• WHAT TO WORK ON: Extract every line of the listing below, copying each one verbatim.

Records of labeled points:
:::

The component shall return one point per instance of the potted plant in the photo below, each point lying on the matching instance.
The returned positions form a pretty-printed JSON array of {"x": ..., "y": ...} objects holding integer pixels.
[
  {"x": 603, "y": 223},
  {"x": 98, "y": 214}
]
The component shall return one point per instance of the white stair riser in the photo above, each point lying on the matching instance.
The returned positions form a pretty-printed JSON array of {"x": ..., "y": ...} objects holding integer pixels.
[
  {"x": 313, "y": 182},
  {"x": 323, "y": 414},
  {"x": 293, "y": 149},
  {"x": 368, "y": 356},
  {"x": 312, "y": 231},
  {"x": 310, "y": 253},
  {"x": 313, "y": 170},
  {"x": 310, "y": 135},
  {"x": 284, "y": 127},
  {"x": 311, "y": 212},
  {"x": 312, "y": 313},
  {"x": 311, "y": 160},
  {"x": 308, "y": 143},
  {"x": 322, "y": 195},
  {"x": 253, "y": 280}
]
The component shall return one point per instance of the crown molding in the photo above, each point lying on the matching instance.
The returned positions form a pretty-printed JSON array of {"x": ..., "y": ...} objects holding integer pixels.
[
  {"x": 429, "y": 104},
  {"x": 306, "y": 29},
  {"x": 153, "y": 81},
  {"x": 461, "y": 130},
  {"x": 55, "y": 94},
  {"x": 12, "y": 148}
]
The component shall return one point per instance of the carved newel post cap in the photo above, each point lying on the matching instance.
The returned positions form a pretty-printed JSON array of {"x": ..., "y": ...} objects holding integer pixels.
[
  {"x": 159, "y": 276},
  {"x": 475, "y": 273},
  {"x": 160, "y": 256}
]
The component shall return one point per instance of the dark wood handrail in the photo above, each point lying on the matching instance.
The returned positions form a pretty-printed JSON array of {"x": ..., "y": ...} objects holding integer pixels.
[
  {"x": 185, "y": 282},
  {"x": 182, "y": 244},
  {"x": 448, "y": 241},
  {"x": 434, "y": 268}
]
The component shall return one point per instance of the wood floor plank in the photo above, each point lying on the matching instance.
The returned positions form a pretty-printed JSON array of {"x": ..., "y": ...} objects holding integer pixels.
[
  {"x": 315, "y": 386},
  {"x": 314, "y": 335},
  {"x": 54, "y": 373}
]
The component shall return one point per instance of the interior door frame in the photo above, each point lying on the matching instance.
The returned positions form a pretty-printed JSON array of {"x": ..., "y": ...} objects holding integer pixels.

:::

• SOLUTION FOR THIS TASK:
The component shall return one point per instance of the potted plant in the photo below, each point lying on the matching instance.
The returned positions form a pretty-printed JSON array of {"x": ..., "y": ...} objects holding integer pixels.
[
  {"x": 603, "y": 223},
  {"x": 98, "y": 214}
]
The component shall return one point per instance of the white stair riser in the photo above, each point lying on the matching instance.
The returned positions form a pretty-printed JSON array of {"x": ..., "y": ...} objects holding integer pixels.
[
  {"x": 313, "y": 182},
  {"x": 323, "y": 414},
  {"x": 293, "y": 149},
  {"x": 368, "y": 356},
  {"x": 312, "y": 231},
  {"x": 310, "y": 253},
  {"x": 313, "y": 170},
  {"x": 310, "y": 135},
  {"x": 284, "y": 127},
  {"x": 311, "y": 212},
  {"x": 312, "y": 313},
  {"x": 311, "y": 160},
  {"x": 308, "y": 143},
  {"x": 322, "y": 195},
  {"x": 253, "y": 280}
]
The component shall return one point per instance of the crown molding in the photo above, each point lying on the matching instance.
The returned positions form a pretty-printed JSON array of {"x": ..., "y": ...} objects holding integer pixels.
[
  {"x": 429, "y": 104},
  {"x": 306, "y": 29},
  {"x": 153, "y": 81},
  {"x": 461, "y": 130},
  {"x": 55, "y": 94},
  {"x": 12, "y": 148}
]
The component shall return one point per instance of the carved newel post cap in the photo above, each point lying on the matching instance.
The returned positions form a pretty-printed JSON array of {"x": ..., "y": ...} objects holding integer pixels.
[
  {"x": 159, "y": 276},
  {"x": 475, "y": 273},
  {"x": 160, "y": 256}
]
The component shall return one point per instance of the dark wood handrail in the photo above, each point lying on the matching instance.
The returned positions form a pretty-printed JSON array of {"x": ..., "y": ...} objects holding integer pixels.
[
  {"x": 185, "y": 282},
  {"x": 182, "y": 244},
  {"x": 448, "y": 241},
  {"x": 434, "y": 268}
]
The component shall return one point per instance of the wood floor plank in the photo above, each point lying on the matching instance.
The returned positions form a pretty-printed JSON array of {"x": ..., "y": ...} objects holding integer pixels.
[
  {"x": 315, "y": 386},
  {"x": 314, "y": 335},
  {"x": 54, "y": 373}
]
The component shall return one point per instance of the interior door frame in the photo above, each point lying on the matching instance.
The returned positions form a pretty-printed JSON array of {"x": ..., "y": ...} objects holding integer pixels.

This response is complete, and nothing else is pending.